■ DOCUMENT PASSAGE ■
Second-Story Work’s description is:

[...] you gain the ability to climb faster than normal; climbing no longer costs you extra movement.

This rule applies to any climb you make, whether that is up or down a vertical surface or object, such as a rock wall or a rope, or if you are climbing along a horizontal surface, such as a cliff edge or monkey bars.

The Centaur’s Equine Build’s description is:

In addition, any climb that requires hands and feet is especially difficult for you because of your equine legs. When you make such a climb, each foot of movement costs you 4 extra feet, instead of the normal 1 extra foot.

However, if a climb requires both your hands and your feet, this second rule comes into play. This is because a “climb that requires both your hands and feet” is a more specific term than just a “climb”, so specific beats general.

■ EXTRACTED MATERIAL ■

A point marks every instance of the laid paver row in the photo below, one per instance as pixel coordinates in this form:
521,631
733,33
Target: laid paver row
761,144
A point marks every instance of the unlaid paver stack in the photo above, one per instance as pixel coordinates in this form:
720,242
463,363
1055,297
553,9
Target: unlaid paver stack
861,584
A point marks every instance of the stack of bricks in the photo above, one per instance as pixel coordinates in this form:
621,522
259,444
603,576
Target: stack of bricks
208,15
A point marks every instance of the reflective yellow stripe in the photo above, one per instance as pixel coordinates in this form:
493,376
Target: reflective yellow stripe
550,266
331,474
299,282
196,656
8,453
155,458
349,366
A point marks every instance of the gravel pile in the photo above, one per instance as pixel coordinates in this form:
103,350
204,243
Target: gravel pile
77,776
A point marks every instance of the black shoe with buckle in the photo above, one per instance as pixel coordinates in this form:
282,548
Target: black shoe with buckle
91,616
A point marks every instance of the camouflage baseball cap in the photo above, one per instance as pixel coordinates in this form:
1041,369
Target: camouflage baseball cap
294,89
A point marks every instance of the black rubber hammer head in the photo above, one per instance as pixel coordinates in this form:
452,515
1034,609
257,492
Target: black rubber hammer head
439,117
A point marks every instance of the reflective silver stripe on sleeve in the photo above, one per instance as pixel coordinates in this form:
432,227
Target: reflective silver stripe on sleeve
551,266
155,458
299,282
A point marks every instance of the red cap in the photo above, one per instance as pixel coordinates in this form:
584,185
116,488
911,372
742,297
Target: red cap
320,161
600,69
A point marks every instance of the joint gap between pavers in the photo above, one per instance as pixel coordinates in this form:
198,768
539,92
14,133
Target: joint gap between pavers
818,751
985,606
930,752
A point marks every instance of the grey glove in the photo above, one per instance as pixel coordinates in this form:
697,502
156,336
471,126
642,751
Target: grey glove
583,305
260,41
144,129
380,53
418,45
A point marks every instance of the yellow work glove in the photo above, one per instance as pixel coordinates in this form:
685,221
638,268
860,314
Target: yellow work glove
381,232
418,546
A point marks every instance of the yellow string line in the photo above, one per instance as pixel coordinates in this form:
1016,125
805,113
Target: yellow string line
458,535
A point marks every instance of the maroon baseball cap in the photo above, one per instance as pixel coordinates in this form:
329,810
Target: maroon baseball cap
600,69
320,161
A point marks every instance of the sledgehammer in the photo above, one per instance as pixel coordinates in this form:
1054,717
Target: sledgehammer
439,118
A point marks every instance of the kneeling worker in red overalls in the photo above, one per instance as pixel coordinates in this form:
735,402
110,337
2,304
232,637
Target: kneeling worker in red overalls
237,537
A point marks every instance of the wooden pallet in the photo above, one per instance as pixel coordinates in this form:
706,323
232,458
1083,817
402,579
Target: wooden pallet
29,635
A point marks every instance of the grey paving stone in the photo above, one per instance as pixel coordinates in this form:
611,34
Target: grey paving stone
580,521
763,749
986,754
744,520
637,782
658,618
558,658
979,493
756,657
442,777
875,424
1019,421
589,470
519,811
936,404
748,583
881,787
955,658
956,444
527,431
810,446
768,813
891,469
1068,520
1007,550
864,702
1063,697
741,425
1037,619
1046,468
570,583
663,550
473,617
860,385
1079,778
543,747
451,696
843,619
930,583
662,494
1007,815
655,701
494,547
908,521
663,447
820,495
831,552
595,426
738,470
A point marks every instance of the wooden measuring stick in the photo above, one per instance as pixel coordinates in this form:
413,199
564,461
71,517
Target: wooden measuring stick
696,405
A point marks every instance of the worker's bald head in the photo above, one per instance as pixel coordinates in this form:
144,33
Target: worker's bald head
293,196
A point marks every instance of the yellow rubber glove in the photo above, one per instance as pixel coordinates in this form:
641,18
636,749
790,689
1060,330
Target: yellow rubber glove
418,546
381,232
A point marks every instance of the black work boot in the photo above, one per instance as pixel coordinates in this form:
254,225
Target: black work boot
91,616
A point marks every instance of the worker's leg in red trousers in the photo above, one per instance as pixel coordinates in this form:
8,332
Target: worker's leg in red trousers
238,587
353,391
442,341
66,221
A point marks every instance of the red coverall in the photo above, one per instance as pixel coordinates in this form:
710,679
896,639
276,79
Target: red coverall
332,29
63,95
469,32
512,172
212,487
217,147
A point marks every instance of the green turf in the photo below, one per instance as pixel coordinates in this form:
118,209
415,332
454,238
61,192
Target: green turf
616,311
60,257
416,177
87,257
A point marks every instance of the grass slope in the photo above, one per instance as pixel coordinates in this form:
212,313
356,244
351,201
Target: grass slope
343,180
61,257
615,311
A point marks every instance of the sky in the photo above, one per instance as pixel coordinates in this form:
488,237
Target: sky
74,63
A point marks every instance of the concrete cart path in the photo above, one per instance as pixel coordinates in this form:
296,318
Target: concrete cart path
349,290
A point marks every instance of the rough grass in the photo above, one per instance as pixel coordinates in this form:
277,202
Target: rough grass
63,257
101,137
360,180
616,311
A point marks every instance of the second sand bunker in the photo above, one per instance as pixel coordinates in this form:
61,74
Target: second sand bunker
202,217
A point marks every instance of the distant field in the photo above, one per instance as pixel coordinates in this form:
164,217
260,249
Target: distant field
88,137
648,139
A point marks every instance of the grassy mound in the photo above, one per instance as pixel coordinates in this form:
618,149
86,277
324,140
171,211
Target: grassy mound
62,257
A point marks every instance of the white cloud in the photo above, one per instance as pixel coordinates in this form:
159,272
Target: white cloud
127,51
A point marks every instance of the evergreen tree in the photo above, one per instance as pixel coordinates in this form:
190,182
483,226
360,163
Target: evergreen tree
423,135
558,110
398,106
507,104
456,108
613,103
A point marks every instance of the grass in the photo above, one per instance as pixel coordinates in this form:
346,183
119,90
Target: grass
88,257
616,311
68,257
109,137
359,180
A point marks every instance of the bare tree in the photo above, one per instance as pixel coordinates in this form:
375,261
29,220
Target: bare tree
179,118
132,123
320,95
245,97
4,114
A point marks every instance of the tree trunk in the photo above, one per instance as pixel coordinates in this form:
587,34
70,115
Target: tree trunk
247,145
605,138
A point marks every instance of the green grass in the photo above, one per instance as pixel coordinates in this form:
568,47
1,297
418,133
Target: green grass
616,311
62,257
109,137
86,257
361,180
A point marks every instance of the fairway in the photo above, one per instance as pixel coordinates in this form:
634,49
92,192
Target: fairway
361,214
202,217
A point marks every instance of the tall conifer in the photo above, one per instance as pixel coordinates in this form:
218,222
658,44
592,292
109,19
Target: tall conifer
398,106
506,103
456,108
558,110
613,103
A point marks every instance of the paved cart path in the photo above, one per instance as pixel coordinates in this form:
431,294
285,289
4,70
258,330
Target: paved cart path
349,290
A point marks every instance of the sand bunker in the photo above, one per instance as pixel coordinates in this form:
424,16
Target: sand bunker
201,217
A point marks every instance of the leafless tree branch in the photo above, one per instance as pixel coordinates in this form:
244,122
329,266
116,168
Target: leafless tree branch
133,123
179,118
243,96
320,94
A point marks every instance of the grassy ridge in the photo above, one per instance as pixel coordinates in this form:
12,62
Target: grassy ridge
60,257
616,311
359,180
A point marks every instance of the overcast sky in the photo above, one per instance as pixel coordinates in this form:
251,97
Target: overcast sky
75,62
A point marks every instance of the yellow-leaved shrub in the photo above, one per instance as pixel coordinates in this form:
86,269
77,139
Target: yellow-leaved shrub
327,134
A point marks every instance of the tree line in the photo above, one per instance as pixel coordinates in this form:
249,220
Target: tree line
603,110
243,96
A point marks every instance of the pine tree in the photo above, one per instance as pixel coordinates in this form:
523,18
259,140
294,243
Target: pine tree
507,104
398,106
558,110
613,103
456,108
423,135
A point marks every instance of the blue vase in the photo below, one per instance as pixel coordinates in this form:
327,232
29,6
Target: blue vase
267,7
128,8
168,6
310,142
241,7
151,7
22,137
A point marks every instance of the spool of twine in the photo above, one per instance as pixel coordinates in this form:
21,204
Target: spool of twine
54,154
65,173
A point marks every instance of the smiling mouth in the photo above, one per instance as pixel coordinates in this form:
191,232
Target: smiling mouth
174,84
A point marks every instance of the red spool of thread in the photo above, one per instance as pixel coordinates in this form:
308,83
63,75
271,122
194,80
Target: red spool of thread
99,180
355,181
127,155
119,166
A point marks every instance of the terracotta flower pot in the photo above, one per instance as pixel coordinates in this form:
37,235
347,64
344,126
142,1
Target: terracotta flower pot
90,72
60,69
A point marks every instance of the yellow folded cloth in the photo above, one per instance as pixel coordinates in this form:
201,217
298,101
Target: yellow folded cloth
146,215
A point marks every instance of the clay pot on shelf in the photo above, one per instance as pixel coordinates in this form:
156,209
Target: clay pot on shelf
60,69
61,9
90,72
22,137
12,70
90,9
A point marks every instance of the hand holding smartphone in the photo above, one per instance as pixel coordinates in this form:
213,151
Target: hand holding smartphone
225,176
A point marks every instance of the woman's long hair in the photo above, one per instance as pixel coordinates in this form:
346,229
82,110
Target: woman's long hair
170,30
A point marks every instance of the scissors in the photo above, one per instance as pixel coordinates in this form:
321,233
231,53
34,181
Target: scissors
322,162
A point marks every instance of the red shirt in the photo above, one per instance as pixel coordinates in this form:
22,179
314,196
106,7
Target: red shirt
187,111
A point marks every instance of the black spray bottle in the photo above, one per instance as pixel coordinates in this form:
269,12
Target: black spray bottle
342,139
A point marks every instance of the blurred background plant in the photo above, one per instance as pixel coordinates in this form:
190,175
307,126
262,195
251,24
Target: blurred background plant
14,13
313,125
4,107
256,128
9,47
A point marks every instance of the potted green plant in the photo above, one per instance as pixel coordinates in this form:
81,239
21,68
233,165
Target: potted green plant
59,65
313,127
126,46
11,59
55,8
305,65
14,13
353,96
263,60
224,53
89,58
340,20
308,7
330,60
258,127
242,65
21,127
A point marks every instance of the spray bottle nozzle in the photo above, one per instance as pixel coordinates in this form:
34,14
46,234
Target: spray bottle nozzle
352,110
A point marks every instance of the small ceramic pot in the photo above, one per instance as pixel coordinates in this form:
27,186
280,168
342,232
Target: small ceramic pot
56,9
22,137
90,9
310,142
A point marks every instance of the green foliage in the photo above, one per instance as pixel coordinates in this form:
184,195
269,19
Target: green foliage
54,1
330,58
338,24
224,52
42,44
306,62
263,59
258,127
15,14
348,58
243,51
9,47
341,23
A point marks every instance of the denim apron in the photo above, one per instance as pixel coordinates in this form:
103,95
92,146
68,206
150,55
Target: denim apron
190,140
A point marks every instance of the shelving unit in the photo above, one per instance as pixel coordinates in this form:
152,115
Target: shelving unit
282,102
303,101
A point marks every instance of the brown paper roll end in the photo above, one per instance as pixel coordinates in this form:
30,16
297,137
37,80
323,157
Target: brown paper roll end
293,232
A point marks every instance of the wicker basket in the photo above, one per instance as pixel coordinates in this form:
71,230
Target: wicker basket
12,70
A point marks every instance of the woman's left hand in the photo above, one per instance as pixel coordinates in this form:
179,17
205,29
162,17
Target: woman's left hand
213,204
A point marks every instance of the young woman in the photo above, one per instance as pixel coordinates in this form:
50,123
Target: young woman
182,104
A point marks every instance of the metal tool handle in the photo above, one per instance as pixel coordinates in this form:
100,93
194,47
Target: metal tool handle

■ TO BE DONE ■
Set down the part of the climbing rules passage starting with "This rule applies" and going on through "or monkey bars.", word for word. The entries come from a different source than the climbing rules passage.

■ COMPLETED EXERCISE ■
This rule applies to any climb you make, whether that is up or down a vertical surface or object, such as a rock wall or a rope, or if you are climbing along a horizontal surface, such as a cliff edge or monkey bars.